[Referring expression data]
=== Section Start ===

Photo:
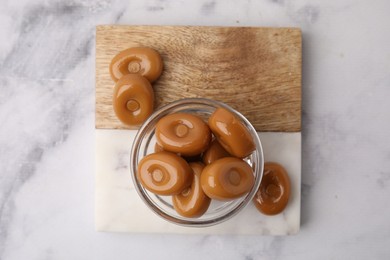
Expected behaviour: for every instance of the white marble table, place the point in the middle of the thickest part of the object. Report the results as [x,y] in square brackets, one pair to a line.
[47,130]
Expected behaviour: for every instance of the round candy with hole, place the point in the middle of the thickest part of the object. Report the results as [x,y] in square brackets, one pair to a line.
[185,134]
[227,178]
[274,192]
[164,173]
[144,61]
[214,152]
[133,99]
[231,133]
[192,202]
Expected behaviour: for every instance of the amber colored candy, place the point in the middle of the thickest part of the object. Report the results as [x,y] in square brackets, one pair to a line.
[192,202]
[181,133]
[274,192]
[138,60]
[164,173]
[133,99]
[158,148]
[231,133]
[214,152]
[227,178]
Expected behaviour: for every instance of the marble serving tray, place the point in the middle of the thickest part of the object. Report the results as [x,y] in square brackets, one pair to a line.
[255,70]
[119,209]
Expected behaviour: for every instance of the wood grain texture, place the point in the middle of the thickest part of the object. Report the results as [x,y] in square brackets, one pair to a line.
[255,70]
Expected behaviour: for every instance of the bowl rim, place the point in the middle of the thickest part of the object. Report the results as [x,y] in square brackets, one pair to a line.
[193,222]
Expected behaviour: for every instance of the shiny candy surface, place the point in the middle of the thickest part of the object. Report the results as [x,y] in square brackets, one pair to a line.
[192,202]
[164,173]
[182,133]
[144,61]
[133,99]
[274,192]
[227,178]
[214,152]
[231,133]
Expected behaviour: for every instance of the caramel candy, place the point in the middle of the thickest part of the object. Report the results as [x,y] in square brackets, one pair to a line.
[274,192]
[227,178]
[164,173]
[158,148]
[182,133]
[231,133]
[214,152]
[133,99]
[139,60]
[192,202]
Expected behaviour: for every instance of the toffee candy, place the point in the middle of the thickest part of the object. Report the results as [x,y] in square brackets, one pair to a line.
[274,192]
[192,202]
[182,133]
[164,173]
[227,178]
[138,60]
[231,133]
[133,99]
[214,152]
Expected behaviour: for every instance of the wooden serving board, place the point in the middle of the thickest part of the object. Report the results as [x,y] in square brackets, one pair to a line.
[255,70]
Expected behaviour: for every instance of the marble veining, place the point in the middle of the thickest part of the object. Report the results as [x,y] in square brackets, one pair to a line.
[47,134]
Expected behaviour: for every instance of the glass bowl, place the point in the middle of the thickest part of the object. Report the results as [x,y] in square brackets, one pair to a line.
[144,142]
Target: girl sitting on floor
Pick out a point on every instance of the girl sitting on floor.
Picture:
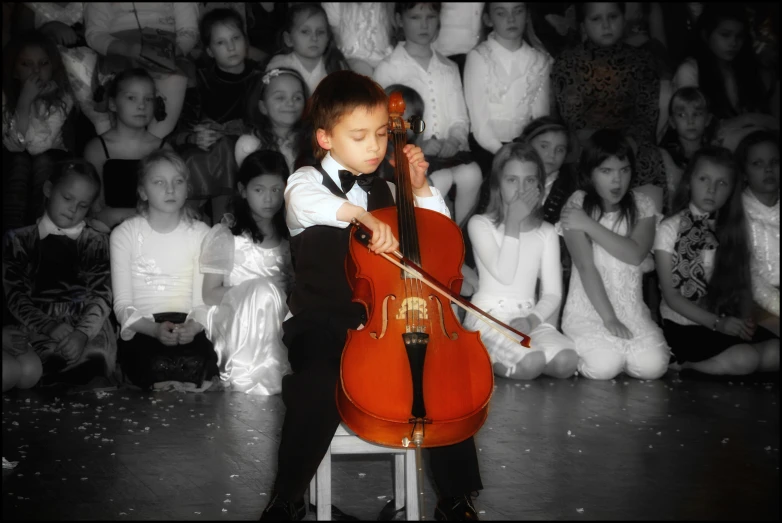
(513, 248)
(247, 269)
(703, 262)
(154, 274)
(56, 279)
(117, 152)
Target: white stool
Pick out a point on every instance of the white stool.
(345, 441)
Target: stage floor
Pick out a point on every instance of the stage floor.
(551, 449)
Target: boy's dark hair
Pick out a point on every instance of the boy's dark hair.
(258, 163)
(543, 125)
(401, 8)
(221, 15)
(751, 140)
(338, 94)
(12, 87)
(413, 100)
(333, 59)
(729, 289)
(670, 140)
(602, 145)
(581, 8)
(78, 167)
(751, 92)
(690, 95)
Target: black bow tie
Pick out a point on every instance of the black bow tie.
(347, 179)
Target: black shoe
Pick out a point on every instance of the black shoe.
(336, 514)
(281, 510)
(459, 508)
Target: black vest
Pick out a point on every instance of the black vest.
(318, 254)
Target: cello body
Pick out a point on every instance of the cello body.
(412, 364)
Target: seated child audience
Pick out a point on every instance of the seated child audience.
(514, 247)
(609, 230)
(275, 108)
(308, 44)
(689, 119)
(703, 263)
(506, 80)
(114, 30)
(247, 270)
(604, 83)
(37, 100)
(723, 63)
(21, 365)
(362, 32)
(758, 158)
(56, 280)
(215, 110)
(414, 63)
(154, 274)
(117, 152)
(549, 137)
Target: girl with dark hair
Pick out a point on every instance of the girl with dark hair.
(215, 111)
(247, 273)
(116, 154)
(758, 158)
(275, 109)
(57, 282)
(307, 44)
(703, 263)
(723, 63)
(604, 83)
(514, 248)
(609, 230)
(37, 100)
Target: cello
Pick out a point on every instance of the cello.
(412, 373)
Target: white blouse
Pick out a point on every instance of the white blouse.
(445, 112)
(509, 267)
(153, 272)
(764, 241)
(460, 27)
(362, 29)
(665, 240)
(308, 202)
(505, 90)
(291, 61)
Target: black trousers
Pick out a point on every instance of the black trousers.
(145, 360)
(315, 343)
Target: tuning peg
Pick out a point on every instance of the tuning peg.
(417, 124)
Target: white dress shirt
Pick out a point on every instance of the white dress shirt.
(152, 272)
(763, 225)
(308, 202)
(291, 61)
(460, 27)
(445, 112)
(362, 29)
(505, 90)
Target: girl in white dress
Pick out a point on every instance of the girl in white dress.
(247, 271)
(609, 231)
(513, 248)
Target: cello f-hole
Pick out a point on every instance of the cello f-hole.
(384, 324)
(453, 335)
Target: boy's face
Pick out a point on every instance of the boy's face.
(69, 201)
(419, 24)
(228, 47)
(359, 139)
(689, 120)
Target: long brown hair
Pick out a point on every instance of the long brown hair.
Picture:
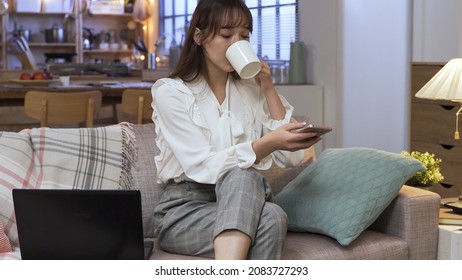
(209, 16)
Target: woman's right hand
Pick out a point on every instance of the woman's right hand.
(285, 139)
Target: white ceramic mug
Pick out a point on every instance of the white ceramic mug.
(243, 59)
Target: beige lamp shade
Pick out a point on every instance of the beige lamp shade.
(446, 84)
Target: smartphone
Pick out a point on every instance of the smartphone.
(318, 129)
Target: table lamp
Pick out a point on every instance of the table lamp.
(446, 85)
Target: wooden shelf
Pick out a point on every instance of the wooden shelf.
(48, 45)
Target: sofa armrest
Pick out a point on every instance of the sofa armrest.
(413, 216)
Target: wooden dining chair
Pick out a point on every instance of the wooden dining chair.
(137, 102)
(63, 108)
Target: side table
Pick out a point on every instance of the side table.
(450, 236)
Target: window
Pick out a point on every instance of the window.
(275, 24)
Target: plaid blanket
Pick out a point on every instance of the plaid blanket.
(85, 158)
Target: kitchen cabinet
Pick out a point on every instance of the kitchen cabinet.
(104, 28)
(109, 37)
(432, 130)
(37, 23)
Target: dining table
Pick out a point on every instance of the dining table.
(12, 92)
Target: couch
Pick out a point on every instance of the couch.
(406, 229)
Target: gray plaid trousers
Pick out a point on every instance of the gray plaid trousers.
(190, 215)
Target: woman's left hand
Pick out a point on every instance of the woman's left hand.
(264, 79)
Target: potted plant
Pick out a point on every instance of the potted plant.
(432, 175)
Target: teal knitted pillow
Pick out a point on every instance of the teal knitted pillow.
(344, 191)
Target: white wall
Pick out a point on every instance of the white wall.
(437, 30)
(360, 50)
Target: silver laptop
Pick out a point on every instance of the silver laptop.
(80, 224)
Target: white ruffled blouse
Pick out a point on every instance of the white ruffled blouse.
(200, 139)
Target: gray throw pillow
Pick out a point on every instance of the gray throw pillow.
(344, 191)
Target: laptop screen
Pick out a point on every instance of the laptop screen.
(79, 224)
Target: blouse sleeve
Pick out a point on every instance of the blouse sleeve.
(183, 134)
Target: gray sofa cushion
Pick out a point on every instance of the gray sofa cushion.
(145, 176)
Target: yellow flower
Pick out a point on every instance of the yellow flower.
(432, 174)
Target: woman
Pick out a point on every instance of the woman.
(214, 130)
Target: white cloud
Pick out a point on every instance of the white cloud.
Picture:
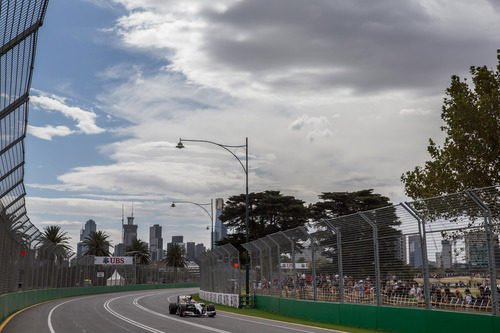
(86, 120)
(48, 132)
(418, 111)
(316, 127)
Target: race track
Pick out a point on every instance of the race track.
(144, 311)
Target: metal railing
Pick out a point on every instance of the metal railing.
(438, 253)
(20, 21)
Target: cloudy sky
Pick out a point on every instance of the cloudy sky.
(333, 96)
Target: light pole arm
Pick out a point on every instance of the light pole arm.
(210, 215)
(226, 147)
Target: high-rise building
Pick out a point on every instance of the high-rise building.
(199, 249)
(129, 231)
(400, 248)
(177, 239)
(120, 250)
(220, 231)
(155, 243)
(90, 226)
(415, 250)
(476, 248)
(446, 257)
(190, 251)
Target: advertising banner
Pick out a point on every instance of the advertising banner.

=== Section End ===

- _Activity_
Take the lines above from the one containing "Target: tuning peg" to the one containing "Target: long brown hair" and retype them exactly, both ends included, with nothing added.

- _Response for this exercise_
Target: tuning peg
Pick out a point on every instance of the tuning peg.
(417, 124)
Target: white dress shirt
Pick out a point on every instance of the white dress shirt.
(152, 272)
(763, 225)
(308, 202)
(291, 61)
(460, 27)
(445, 112)
(362, 29)
(505, 90)
Target: girl in white dress
Pick out a point on every instance of the girl in white dress.
(247, 271)
(609, 231)
(513, 248)
Target: cello f-hole
Pick out a point on every instance of the cello f-hole.
(384, 324)
(453, 335)
Target: boy's face
Pick out a point on every instance of the boy's face.
(69, 201)
(419, 24)
(228, 47)
(359, 139)
(689, 120)
Target: long brown hair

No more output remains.